** Opening Supplied text block **

ArikReuter / TopicGPT

TopicGPT allows to integrate the benefits of LLMs into Topic Modelling
https://lmu-seminar-llms.github.io/TopicGPT/
MIT License
66 stars 13 forks source link

indexEror #9

Open franck-nkolongo opened 2 months ago

franck-nkolongo commented 2 months ago

hello, I have a problem: reviews = list(review_data[2]) reviews = reviews[:5000] # only consider the first 5k reviews

IndexError: boolean index did not match indexed array along dimension 0; dimension is 5000 but corresponding boolean dimension is 1000.

this works with reviews = reviews[:1000]

deepbot86 commented 2 months ago

same here .. ` File ~/anaconda3/envs/pytorch_p310/lib/python3.10/site-packages/topicgpt/TopicRepresentation.py:310, in extract_topics_no_new_vocab_computation(corpus, vocab, document_embeddings, clusterer, vocab_embeddings, n_topwords, topword_extraction_methods, consider_outliers) 306 dim_red_centroids = umap_mapper.transform(np.array(list(centroid_dict.values()))) # map the centroids to low dimensional space 308 dim_red_centroid_dict = {label: centroid for label, centroid in zip(centroid_dict.keys(), dim_red_centroids)} --> 310 word_topic_mat = extractor.compute_word_topic_mat(corpus, vocab, labels, consider_outliers = consider_outliers) # compute the word-topic matrix of the corpus 311 if "tfidf" in topword_extraction_methods: 312 tfidf_topwords, tfidf_dict = extractor.extract_topwords_tfidf(word_topic_mat = word_topic_mat, vocab = vocab, labels = labels, top_n_words = n_topwords) # extract the top-words according to tfidf

File ~/anaconda3/envs/pytorch_p310/lib/python3.10/site-packages/topicgpt/ExtractTopWords.py:308, in ExtractTopWords.compute_word_topic_mat(self, corpus, vocab, labels, consider_outliers) 305 word_topic_mat = np.zeros((len(vocab), len((np.unique(labels))))) 307 for i, label in tqdm(enumerate(np.unique(labels)), desc="Computing word-topic matrix", total=len(np.unique(labels))): --> 308 topic_docs = corpus_arr[labels == label] 309 topic_doc_string = " ".join(topic_docs) 310 topic_doc_words = word_tokenize(topic_doc_string)

** Closing Supplied text block **
** Opening Entries provided block **

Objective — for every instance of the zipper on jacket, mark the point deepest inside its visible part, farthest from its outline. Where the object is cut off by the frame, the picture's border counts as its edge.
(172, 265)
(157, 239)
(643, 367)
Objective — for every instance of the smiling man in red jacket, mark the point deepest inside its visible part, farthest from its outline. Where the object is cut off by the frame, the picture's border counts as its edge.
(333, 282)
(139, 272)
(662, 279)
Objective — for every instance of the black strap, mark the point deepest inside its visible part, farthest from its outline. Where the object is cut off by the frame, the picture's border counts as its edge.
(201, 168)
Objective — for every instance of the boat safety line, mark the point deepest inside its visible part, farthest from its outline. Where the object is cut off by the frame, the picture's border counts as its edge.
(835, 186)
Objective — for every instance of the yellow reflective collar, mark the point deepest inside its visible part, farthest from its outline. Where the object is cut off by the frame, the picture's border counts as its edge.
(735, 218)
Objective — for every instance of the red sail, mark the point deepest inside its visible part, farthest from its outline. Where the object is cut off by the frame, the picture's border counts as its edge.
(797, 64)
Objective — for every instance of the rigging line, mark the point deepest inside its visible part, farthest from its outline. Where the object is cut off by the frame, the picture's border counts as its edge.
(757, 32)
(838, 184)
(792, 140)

** Closing Entries provided block **

▶ **What needs to be done**: Please continue the TopicGPT issue thread from its last line. The records have no connection to the TopicGPT issue thread.

▶ **Task result**:
IndexError: boolean index did not match indexed array along dimension 0; dimension is 6969 but corresponding boolean dimension is 4999 `

franck-nkolongo commented 2 months ago

4999

I've found the solution, first you need to delete the directory (SaveEmeddings which includes the embeddings.pkl file). This file was initially made with 1000 data (in my case), in your case, you must have initially tried with a 4999 data set.